◆ **Brano riportato**:
════════

Perché in Italia nascono sempre meno bambini? Che cosa impedisce ad una coppia di realizzare la propria progettualità genitoriale? E, soprattutto, sarà possibile invertire la tendenza?
Domande inevitabili di fronte alla lenta e inesorabile riduzione della natalità nel nostro Paese, un fenomeno iniziato in modo evidente a partire dal 2008, essendo presenti i primi segnali già negli anni ‘70.
È a queste domande che offriranno risposte e possibili soluzioni i relatori del seminario di studio dal titolo “La denatalità in Italia: eziologia e politiche di intervento”, promosso dal Centro di Ricerca e Studi sulla Salute Procreativa (CeRiSSaP) della Facoltà di Medicina e chirurgia diretto dalla professoressa Maria Luisa Di Pietro, Associata di Medicina legale all'Università Cattolica, che si terrà on line venerdì 14 luglio dalle ore 8.15 alle ore 19.30.

════════

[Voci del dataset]
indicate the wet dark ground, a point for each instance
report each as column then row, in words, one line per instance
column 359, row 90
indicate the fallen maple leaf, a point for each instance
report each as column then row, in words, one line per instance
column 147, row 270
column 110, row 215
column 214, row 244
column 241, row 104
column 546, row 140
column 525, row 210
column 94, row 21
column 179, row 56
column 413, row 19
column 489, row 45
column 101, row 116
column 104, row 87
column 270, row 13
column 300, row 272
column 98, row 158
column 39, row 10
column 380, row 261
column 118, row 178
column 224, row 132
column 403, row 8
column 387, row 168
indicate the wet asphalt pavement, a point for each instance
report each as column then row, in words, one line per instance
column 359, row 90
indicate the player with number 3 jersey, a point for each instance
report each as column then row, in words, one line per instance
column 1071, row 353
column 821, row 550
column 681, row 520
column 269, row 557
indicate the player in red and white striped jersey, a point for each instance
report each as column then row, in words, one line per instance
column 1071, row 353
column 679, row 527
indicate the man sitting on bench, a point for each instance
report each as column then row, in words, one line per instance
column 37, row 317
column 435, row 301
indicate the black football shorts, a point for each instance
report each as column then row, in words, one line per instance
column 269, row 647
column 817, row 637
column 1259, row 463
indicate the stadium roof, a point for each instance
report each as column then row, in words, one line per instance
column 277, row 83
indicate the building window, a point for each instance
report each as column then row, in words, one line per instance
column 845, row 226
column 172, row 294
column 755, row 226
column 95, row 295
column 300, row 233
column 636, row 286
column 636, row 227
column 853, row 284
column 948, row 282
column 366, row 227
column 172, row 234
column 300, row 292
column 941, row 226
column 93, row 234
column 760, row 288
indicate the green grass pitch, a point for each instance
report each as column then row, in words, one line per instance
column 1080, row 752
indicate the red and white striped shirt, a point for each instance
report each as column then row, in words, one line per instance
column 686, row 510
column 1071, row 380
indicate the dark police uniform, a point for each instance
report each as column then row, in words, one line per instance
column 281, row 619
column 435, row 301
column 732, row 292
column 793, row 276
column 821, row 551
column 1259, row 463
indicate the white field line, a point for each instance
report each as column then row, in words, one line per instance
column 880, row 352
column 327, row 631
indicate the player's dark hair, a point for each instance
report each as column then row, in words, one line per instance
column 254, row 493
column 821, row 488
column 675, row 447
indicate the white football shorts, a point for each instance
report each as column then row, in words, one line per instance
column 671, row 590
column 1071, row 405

════════

◆ **Compiti da svolgere**:
- A) Risponda alle seguenti domande sul brano riguardante la denatalità, usando solo ciò che vi è scritto:
(i) A partire da quale anno la riduzione della natalità è iniziata in modo evidente?
(ii) In quale decennio si sono manifestati i primi segnali del fenomeno?
(iii) In quale giorno e in quale fascia oraria si terrà il seminario?
- B) Prosegua il testo sulla denatalità in Italia, riprendendo subito dopo la sua ultima frase.
L'elenco non ha alcun ruolo in quanto viene richiesto.

◆ **Risposte numerate**:
- A)
(i) Dal 2008.
(ii) Negli anni '70.
(iii) Venerdì 14 luglio, dalle ore 8.15 alle ore 19.30.

- B)
All’incontro, introdotto dalla professoressa Di Pietro, parteciperanno il professor Alessandro Rosina, Ordinario di Demografia all’Università Cattolica, con una relazione dal titolo “Politiche demografiche e ricadute socioculturali”, il professor Stefano Zamagni, già Presidente della Pontificia Accademia delle Scienze Sociali e docente di Economia Politica all’Università di Bologna, con la relazione “Politiche economiche e natalità”, il professor Gilberto Turati, Ordinario di Scienza delle finanze all’Università Cattolica, che affronterà il tema “Welfare state e natalità in Italia”, S. E. Mons. Claudio Giuliodori, Assistente Ecclesiastico generale dell’Ateneo che, insieme a Lorenzo Lattanzi, Vicepresidente nazionale dell'Associazione Cittadini Mediali (AIART), parlerà di “Fertilità e sessualità nel vortice mediatico”, e Maria Pia Garavaglia, già Ministro della Sanità e Presidente della Casa di Cura Ambrosiana – Fondazione Sacra Famiglia di Milano, che terrà una relazione dal titolo “Denatalità e politiche per la famiglia”.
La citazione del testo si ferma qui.